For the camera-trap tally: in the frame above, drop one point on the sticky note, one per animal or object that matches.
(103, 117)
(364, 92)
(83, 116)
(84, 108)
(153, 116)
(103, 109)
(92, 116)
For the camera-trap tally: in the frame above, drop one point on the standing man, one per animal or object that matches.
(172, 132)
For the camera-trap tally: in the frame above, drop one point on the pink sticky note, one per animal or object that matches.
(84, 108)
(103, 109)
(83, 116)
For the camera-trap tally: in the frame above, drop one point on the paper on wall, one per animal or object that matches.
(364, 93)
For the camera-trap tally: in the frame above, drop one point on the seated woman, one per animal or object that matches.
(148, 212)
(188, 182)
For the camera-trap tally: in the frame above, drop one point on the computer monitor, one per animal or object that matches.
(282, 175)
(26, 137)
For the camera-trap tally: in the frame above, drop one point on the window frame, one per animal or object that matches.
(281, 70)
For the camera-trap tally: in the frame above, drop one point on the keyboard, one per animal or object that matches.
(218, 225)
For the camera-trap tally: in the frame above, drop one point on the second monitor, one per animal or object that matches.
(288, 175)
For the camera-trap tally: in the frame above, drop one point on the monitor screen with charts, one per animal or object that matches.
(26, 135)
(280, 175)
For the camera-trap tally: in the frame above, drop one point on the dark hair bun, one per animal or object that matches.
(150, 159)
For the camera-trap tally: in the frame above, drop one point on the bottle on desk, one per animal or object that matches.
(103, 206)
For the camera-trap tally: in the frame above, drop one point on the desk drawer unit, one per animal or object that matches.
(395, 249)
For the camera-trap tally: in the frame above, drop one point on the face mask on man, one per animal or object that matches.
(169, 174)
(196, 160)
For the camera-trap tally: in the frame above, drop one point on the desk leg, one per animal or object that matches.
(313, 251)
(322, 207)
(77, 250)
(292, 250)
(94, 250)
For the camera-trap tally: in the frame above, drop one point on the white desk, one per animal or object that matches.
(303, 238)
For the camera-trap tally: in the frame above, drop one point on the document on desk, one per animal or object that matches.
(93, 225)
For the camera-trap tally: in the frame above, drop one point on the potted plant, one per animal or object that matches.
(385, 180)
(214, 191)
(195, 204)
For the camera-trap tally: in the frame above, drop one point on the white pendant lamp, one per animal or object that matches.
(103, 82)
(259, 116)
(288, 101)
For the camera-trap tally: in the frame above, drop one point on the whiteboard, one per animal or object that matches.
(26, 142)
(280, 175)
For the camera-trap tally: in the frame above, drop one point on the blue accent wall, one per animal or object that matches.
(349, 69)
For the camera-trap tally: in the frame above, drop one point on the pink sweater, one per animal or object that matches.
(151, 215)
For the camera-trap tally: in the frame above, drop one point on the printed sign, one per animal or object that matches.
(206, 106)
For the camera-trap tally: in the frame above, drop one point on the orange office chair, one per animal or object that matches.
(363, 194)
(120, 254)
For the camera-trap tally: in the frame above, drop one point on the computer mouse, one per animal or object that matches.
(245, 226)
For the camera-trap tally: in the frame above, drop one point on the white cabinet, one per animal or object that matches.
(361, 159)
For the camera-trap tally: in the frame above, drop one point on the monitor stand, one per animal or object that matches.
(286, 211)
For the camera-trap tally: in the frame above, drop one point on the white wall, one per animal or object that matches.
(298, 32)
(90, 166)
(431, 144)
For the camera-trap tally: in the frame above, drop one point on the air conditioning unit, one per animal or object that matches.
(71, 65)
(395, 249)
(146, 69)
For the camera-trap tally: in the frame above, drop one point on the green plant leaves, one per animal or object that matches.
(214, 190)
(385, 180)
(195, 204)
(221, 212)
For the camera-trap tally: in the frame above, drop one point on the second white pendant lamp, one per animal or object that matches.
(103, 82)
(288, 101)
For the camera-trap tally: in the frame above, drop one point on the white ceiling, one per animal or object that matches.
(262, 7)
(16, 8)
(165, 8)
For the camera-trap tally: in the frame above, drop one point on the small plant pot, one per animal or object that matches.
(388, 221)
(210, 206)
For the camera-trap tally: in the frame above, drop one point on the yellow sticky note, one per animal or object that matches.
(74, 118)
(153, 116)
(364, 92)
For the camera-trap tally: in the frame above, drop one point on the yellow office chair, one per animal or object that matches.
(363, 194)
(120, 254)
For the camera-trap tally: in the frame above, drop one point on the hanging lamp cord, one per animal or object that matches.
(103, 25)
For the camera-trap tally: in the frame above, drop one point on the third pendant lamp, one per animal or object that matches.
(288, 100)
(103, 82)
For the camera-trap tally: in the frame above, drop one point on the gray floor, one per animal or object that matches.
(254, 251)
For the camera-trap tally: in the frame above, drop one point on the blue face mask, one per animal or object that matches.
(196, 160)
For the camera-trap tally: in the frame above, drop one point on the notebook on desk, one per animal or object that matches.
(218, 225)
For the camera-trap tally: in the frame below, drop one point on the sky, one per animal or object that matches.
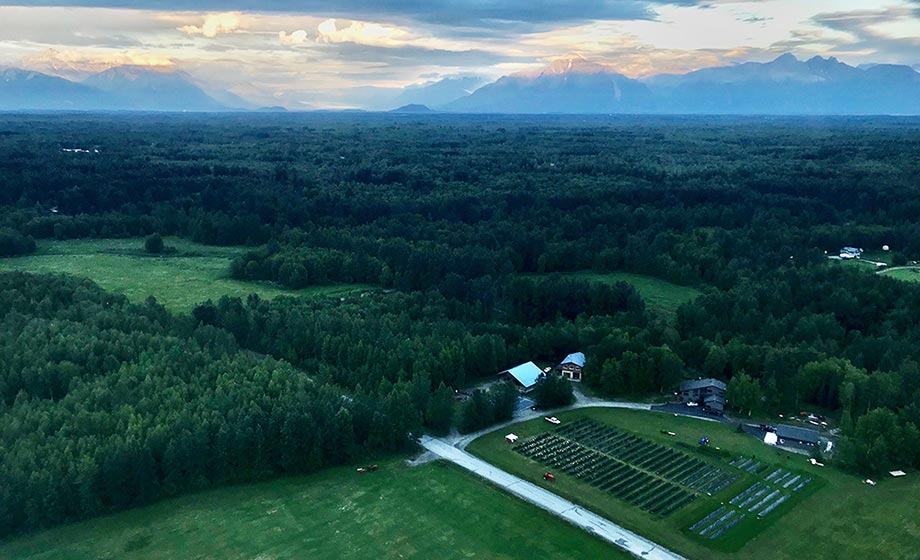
(312, 54)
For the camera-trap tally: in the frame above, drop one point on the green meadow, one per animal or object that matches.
(179, 279)
(434, 511)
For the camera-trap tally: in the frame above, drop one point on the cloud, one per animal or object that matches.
(476, 13)
(70, 63)
(298, 37)
(214, 25)
(362, 33)
(889, 34)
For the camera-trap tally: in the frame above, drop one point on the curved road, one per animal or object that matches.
(544, 499)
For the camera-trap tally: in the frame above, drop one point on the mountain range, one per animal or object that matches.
(571, 85)
(785, 85)
(135, 88)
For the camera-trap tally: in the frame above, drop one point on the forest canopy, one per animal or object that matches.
(469, 228)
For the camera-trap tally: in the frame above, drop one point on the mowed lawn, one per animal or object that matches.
(434, 511)
(192, 274)
(837, 518)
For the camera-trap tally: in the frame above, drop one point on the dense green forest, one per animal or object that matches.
(467, 225)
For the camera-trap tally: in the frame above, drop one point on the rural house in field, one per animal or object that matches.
(794, 435)
(525, 376)
(573, 366)
(709, 393)
(850, 253)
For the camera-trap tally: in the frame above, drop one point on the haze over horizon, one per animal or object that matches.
(308, 55)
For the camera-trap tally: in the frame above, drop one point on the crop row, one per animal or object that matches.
(670, 464)
(622, 480)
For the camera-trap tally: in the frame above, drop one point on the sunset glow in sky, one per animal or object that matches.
(333, 53)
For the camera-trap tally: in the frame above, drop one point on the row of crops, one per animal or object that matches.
(622, 480)
(654, 477)
(661, 460)
(758, 499)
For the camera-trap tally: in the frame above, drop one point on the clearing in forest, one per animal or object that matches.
(435, 510)
(657, 293)
(179, 279)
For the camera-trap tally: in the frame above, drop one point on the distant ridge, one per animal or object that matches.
(412, 108)
(131, 88)
(783, 86)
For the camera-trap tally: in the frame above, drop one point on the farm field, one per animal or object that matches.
(657, 293)
(431, 511)
(192, 274)
(816, 521)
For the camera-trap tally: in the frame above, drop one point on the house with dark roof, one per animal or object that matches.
(572, 367)
(708, 393)
(525, 376)
(796, 435)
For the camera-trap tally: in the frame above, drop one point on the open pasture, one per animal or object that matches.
(180, 279)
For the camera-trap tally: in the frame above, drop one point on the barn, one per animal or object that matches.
(525, 376)
(707, 392)
(572, 367)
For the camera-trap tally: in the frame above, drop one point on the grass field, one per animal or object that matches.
(907, 274)
(431, 511)
(192, 274)
(657, 293)
(837, 517)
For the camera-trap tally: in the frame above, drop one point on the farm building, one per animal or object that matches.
(524, 376)
(710, 393)
(796, 435)
(572, 366)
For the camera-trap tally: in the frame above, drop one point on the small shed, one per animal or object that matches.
(794, 434)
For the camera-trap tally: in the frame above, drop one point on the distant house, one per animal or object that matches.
(525, 376)
(573, 366)
(850, 253)
(709, 393)
(795, 435)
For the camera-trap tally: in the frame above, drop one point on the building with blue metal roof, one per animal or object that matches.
(572, 367)
(524, 376)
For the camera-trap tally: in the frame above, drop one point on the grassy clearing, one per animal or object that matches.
(657, 293)
(192, 274)
(907, 274)
(432, 511)
(838, 517)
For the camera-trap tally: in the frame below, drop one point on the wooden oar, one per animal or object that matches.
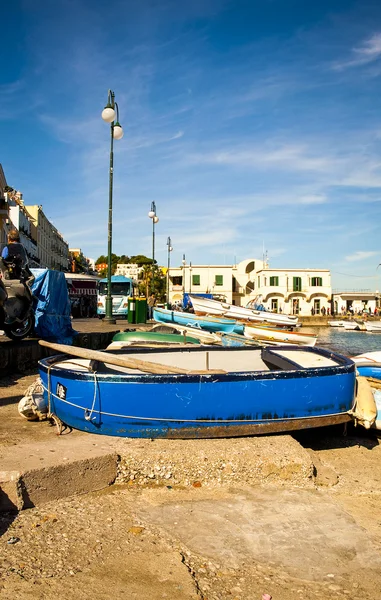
(131, 363)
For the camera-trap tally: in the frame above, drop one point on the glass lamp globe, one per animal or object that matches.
(117, 132)
(108, 114)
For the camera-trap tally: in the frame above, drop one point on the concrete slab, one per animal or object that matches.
(300, 532)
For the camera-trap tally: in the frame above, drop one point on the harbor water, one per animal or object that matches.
(349, 343)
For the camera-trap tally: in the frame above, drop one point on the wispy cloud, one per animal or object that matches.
(359, 255)
(369, 52)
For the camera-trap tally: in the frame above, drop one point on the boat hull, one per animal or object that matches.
(200, 406)
(161, 315)
(206, 306)
(279, 335)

^^^^^^^^^^^^^^^^

REQUEST: Can you output the lines from the one containing "hull, one per animal or object that matches." through the final line, both included, as a JSON list of strings, one string per line, with blank lines left out?

REPLY:
[
  "For the camera-trap tally: in the frame above, drop one point on the boat hull, one per animal or object that matches.",
  "(200, 406)",
  "(161, 315)",
  "(206, 306)",
  "(279, 335)"
]